-- SOURCE DOCUMENT --
4. Willie Cauley-Stein 7-1 242 C Kentucky Jr.
As a freshman, Cauley-Stein flashed potential as a raw super athletic freak. As a sophomore, his development stagnated a bit as he still was not impacting games on a nightly basis. This past season, however, he seemed to find his identity as a player. With his length and athleticism, he was able to be an incredibly impactful player by being an active pest. By simplifying what he tried to do and having a better understanding of what he was supposed to do, he put together the kind of season observers were expecting. He was active defensively and aggressive in going after rebounds and loose balls. Going forward, it is hard to believe he will not be able to find some level of success simply by continuing to be an active pest on both ends in the NBA. Cauley-Stein is not without his flaws. His offensive game is very limited and going to require others to set him up. While he has improved his free throw shooting, it is still not where a team would want it. Also, after three years in college, he is still only 240 lbs after measuring at 7’0 ½” at the Combine. The extent to which he will be able to hold his ground against starting centers, especially in the West, is still up for question.

-- SUPPLIED INFORMATION --
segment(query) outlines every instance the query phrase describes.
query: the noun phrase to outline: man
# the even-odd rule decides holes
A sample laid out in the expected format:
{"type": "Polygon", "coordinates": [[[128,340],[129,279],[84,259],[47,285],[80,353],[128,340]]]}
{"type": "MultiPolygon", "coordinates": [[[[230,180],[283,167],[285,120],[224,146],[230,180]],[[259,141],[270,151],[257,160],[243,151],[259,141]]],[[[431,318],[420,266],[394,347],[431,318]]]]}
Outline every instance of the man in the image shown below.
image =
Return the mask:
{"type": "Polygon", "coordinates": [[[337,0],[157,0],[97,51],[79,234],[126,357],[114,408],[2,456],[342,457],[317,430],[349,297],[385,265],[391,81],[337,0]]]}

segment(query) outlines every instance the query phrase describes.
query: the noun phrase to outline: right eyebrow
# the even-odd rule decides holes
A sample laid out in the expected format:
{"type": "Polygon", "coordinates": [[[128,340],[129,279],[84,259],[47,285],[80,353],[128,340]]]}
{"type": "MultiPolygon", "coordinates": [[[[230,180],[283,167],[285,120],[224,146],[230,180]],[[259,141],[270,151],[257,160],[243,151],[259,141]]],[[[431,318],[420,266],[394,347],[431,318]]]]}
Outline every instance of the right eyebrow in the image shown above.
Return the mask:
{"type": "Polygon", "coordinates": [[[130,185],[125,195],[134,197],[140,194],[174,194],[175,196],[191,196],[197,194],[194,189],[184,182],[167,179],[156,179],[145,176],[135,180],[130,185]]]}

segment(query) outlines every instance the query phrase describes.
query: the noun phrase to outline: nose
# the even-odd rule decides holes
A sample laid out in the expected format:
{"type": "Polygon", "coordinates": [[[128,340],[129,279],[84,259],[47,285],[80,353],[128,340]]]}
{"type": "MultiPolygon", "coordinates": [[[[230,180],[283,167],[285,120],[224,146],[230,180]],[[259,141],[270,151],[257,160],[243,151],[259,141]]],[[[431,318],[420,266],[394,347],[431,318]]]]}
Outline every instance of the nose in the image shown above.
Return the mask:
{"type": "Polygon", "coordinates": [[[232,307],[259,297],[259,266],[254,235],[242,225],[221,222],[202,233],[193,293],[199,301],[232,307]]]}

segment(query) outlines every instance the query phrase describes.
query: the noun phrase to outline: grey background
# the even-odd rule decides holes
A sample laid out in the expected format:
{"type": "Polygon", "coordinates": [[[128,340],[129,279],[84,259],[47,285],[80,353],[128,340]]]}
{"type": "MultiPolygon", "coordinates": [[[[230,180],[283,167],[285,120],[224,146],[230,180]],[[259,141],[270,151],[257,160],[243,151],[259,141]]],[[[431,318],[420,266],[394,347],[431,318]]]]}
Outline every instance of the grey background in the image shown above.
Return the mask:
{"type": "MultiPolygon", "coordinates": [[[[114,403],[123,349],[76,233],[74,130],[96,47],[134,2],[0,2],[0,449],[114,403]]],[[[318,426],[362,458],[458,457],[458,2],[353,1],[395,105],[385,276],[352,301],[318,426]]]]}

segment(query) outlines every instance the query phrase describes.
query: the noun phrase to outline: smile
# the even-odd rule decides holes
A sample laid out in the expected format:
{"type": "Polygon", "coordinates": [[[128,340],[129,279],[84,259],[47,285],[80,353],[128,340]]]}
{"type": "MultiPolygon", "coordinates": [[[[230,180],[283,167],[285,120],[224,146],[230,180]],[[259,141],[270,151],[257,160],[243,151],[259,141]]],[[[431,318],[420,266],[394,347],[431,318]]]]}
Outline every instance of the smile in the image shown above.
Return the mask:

-- STATED GOAL --
Copy the full scouting report on Willie Cauley-Stein word for word. The rows can be left aside here.

-- SOLUTION TO THE PROBLEM --
4. Willie Cauley-Stein 7-1 242 C Kentucky Jr.
As a freshman, Cauley-Stein flashed potential as a raw super athletic freak. As a sophomore, his development stagnated a bit as he still was not impacting games on a nightly basis. This past season, however, he seemed to find his identity as a player. With his length and athleticism, he was able to be an incredibly impactful player by being an active pest. By simplifying what he tried to do and having a better understanding of what he was supposed to do, he put together the kind of season observers were expecting. He was active defensively and aggressive in going after rebounds and loose balls. Going forward, it is hard to believe he will not be able to find some level of success simply by continuing to be an active pest on both ends in the NBA. Cauley-Stein is not without his flaws. His offensive game is very limited and going to require others to set him up. While he has improved his free throw shooting, it is still not where a team would want it. Also, after three years in college, he is still only 240 lbs after measuring at 7’0 ½” at the Combine. The extent to which he will be able to hold his ground against starting centers, especially in the West, is still up for question.